_Page_
In the July 2017 edition of the Insolvency Law Bulletin,[1] I examined the first instance decision in Hamersley Iron Pty Ltd v Forge Group Power Pty Ltd (in liq) (Recs and Mgrs Apptd).[2] The appeal of that decision had an air of inevitability, given the breadth of the implications of the decision of Tottle J, and the amounts in dispute.
This article examines the reasons given by the Court of Appeal of Western Australia in Hamersley Iron Pty Ltd v Forge Group Power Pty Ltd (in liq) (Recs and Mgrs Apptd)[3] (Hamersley Iron) for overturning Tottle J’s decision. Like the decision at first instance, and for much the same reasons, an appeal to the High Court seems inevitable.
Background
Hamersley and Forge both had substantial claims against each other. The contracts between them contained set-off provisions. Forge had granted a general security agreement (GSA) registered on the Personal Property Securities Register in favour of the bank. Forge went into liquidation, and receivers were also appointed.
The receivers asserted that the following matters precluded Hamersley from setting-off its claims against Forge:
- In an insolvency context, s 553C of the Corporations Act 2001 (Cth) was the only available avenue via which Hamersley could exercise set-off rights. In other words, s 553C operated to the exclusion of any contractual or equitable rights of set-off.
- Hamersley was unable to avail itself of s 553C because:
- the GSA created a charge which attached to Forge’s claims against Hamersley
- that charge was, at the relevant time, a fixed charge and
- Forge did not, therefore, hold its rights in the claims against Hamersley beneficially.
The above matters were heard by Tottle J as separate questions. They were all determined in favour of the receivers.
Is mutuality destroyed by the PPSA?
The only controversy in connection with the application of s 553C was whether Hamersley’s and Forge’s claims were genuinely mutual as a matter of substance. Having regard to the three criteria for the subsistence of mutuality articulated by the High Court in Gye v McIntyre,[4] the only one relevant was whether the benefit and burden of the claims between Hamersley and Forge lie “in the same interests”.
At first instance, Tottle J found that the operation of the Personal Property Securities Act 2009 (Cth) (PPSA) operated so as to destroy any mutuality. The Court of Appeal, for the reasons that follow, disagreed.

_Excerpted data_
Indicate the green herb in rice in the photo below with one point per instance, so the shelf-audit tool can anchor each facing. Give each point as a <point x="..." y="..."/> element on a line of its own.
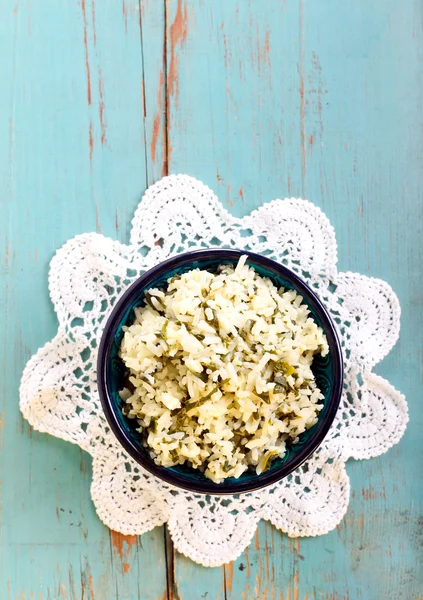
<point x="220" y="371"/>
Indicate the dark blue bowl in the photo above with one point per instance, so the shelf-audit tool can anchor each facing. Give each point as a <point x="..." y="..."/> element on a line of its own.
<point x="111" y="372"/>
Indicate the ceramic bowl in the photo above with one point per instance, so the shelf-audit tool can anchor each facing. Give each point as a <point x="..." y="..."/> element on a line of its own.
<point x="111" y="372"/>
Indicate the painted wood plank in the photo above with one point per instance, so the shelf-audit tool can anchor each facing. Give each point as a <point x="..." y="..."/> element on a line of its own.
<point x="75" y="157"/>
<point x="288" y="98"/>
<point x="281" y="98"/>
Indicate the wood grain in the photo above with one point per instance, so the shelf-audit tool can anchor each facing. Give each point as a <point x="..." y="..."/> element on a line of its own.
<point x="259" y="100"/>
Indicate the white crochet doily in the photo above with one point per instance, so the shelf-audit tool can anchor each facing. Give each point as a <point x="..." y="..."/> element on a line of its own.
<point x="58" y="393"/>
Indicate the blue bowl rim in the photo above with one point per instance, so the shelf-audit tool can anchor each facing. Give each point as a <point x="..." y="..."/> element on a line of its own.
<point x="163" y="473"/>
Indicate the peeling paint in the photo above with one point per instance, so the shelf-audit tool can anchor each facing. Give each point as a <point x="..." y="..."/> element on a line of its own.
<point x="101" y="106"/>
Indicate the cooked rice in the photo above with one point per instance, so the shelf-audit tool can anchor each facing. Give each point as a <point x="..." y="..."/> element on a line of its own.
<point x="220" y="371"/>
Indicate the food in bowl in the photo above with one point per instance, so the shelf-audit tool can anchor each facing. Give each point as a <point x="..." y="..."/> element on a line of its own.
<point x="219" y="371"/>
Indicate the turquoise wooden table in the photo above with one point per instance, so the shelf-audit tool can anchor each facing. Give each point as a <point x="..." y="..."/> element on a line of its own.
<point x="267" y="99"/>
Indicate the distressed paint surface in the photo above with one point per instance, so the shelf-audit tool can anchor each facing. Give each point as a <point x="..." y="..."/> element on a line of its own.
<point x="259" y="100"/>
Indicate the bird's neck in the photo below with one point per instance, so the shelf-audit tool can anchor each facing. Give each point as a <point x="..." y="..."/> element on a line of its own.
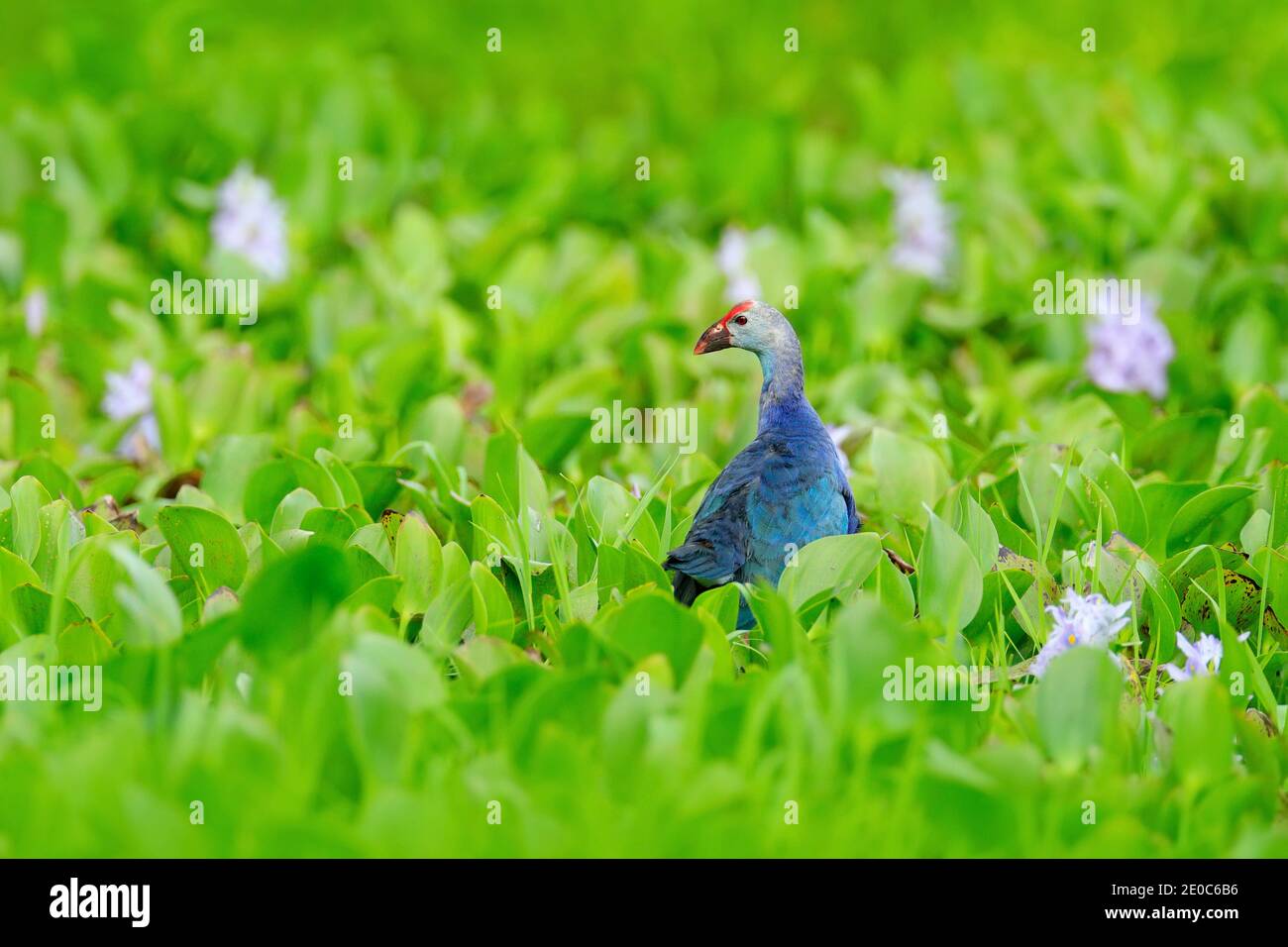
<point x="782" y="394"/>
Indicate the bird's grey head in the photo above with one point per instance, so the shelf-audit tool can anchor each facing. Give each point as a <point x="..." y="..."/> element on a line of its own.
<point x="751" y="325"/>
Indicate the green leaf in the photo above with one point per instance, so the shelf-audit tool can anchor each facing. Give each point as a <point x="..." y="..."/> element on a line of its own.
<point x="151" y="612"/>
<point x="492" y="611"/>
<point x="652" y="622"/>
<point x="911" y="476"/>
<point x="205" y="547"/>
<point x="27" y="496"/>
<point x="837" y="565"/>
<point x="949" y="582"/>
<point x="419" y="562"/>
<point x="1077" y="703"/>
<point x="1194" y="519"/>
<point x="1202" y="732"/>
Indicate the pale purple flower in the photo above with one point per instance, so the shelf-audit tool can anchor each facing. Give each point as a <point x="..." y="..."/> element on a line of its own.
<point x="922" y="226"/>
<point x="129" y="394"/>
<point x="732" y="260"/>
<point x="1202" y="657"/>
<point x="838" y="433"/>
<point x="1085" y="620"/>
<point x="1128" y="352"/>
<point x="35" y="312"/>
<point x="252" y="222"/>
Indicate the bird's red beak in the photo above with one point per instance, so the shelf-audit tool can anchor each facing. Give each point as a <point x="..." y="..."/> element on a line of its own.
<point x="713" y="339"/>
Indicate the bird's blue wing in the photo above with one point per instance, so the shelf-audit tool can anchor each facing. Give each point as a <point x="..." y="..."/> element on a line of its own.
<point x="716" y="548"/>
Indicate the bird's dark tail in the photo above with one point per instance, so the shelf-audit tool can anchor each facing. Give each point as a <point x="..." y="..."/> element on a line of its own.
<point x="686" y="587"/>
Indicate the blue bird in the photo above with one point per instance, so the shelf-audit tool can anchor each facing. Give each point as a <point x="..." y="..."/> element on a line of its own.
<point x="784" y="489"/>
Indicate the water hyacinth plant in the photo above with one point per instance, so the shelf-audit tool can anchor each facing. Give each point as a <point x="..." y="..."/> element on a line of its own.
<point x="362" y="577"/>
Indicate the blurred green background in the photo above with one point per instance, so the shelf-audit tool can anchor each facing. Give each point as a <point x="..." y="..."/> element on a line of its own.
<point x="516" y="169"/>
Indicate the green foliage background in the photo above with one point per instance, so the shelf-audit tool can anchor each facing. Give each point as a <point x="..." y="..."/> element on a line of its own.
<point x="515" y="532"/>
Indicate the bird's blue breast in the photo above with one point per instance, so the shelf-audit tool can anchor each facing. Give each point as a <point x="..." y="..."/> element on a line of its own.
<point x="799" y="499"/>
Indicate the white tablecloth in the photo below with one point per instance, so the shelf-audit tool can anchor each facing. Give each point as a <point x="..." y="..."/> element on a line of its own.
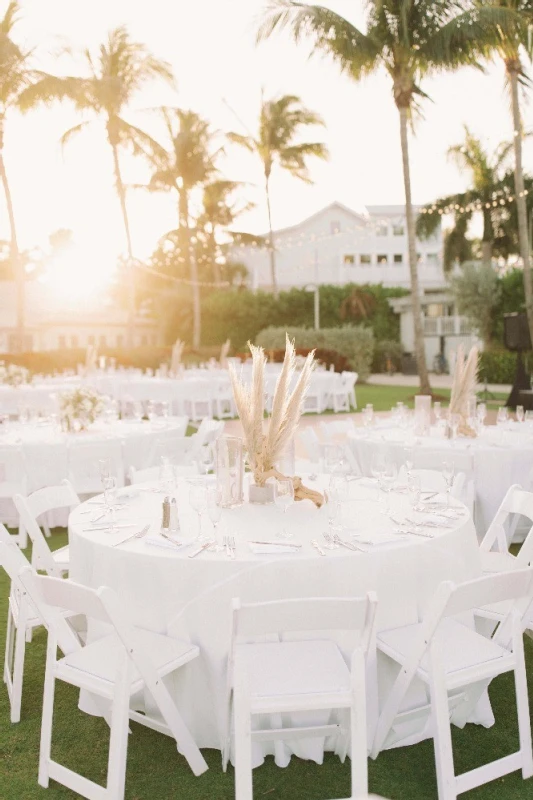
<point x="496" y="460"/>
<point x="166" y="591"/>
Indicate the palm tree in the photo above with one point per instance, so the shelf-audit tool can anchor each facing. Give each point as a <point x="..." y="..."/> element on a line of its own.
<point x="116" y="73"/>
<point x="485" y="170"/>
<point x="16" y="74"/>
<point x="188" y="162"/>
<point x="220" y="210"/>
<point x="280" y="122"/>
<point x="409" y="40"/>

_Given problem 1_
Return the part of the article on the Hamersley Iron appeal between "- Hamersley was" and "by the PPSA?", inclusive, copied word for word.
_Given problem 2_
Resume the article on the Hamersley Iron appeal from its last sentence, carrying it forward.
The records have nothing to do with what comes next.

_Reply 1_
- Hamersley was unable to avail itself of s 553C because:
- the GSA created a charge which attached to Forge’s claims against Hamersley
- that charge was, at the relevant time, a fixed charge and
- Forge did not, therefore, hold its rights in the claims against Hamersley beneficially.
The above matters were heard by Tottle J as separate questions. They were all determined in favour of the receivers.
Is mutuality destroyed by the PPSA?

_Reply 2_
The court found that the critical question was whether, as at the date of the appointment of administrators, Forge was entitled to receive payments due from Hamersley under the contracts between them “for its own benefit, rather than only for the benefit of the bank”.[5] Determining this question involved a consideration of the bank’s position under its financing documents and the operation of those provisions having regard to the PPSA.
Construing the bank’s GSA, the court reached the following conclusions:
- Forge’s claims against Hamersley were circulating assets because they were accounts within the meaning of s 340(1)(a) and 340(5)(a) of the PPSA.
- The appointment of an administrator over Forge would have been a “Control Event” or “Event of Default” under the GSA, which would have triggered control rights on the bank’s part. There was, however, no such event that occurred prior to the appointment of administrators.
- The GSA entitled the bank to take action (such as requiring a control account to be opened, or giving Forge notice not to deal with its claims against Hamersley) but did not do so.
- The GSA permitted Forge to collect its claims against Hamersley which, once collected, Forge may continue to deal with without recourse to the bank, including by paying trade creditors other than the bank.
- Accordingly, the bank had no control over the claims against Hamersley at the relevant time.
It followed from the above, the court found, that as a matter of substance, Forge’s claims against Hamersley were recoverable by Forge for its own benefit (as were funds received by Hamersley from Forge). Accordingly, the necessary mutuality required for the operation of s 553C of the Corporations Act was present.
Attachment and proprietary interest destroy mutuality?
As the court observed, an important aspect of the reasoning of Tottle J at first instance was that upon the attachment of a security interest in collateral, a proprietary interest in that collateral is conferred on the secured party. The court referred also to Tottle J’s conclusions as to the redundancy under the PPSA of the concept of crystallisation of a floating charge. Without engaging deeply with either proposition, the court found that those conclusions did not answer the question of whether attachment of a security interest destroys mutuality. This was so because the PPSA accommodates:
“… a security agreement providing for a grantor to retain the right to use a circulating asset to which a security interest has attached for its own benefit. Any proprietary right in the circulating asset which a security holder gains once its security interest attaches to that collateral allows for that use. Therefore the rights which accrue to a secured party on attachment of its security interest to collateral are not necessarily inconsistent with the maintenance of mutuality between the grantor and its debtors.”[6]
The court similarly considered the Canadian and New Zealand authorities, to the effect that a PPSA security interest is akin to a fixed charge, as unhelpful in ultimately determining the issue of mutuality. The court found that the critical distinction between a fixed charge and the attachment of a security interest under the PPSA is that the latter is capable of accommodating arrangements whereby the grantor may use the collateral for its own benefit.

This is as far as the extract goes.